## PROBLEM DETAILS
Write out the records verbatim, beginning at the line that contains "Pick-planner input: for every instance of the white" and stopping after the line that contains "point(708, 647)".
== EXERCISE INPUTS
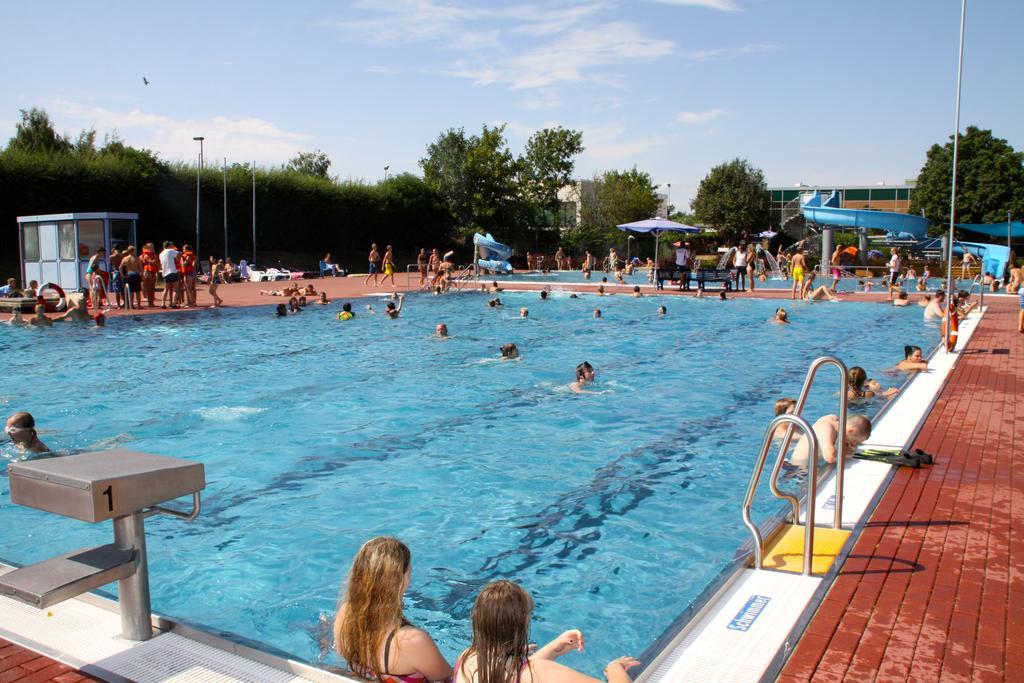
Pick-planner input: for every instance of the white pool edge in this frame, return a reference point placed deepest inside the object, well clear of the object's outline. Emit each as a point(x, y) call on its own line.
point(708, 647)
====
== EXERCISE INPUTS
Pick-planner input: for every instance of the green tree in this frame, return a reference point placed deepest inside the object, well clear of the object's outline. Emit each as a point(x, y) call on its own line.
====
== EXERCISE INPUTS
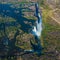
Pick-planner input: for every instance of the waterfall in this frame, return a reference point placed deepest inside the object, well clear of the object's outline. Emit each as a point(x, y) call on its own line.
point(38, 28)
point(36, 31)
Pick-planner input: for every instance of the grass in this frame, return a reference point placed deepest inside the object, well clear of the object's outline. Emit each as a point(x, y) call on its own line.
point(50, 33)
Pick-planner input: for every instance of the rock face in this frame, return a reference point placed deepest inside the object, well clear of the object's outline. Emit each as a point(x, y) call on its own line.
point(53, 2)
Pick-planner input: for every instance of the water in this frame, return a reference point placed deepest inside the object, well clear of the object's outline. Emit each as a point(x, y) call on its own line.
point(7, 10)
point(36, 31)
====
## FULL ANSWER
Pick-planner input: for every instance of the white pool edge in this frame, return a reference point placed deepest inside the object, well clear of the object's outline. Emit each as a point(x, y) call on its own line.
point(708, 647)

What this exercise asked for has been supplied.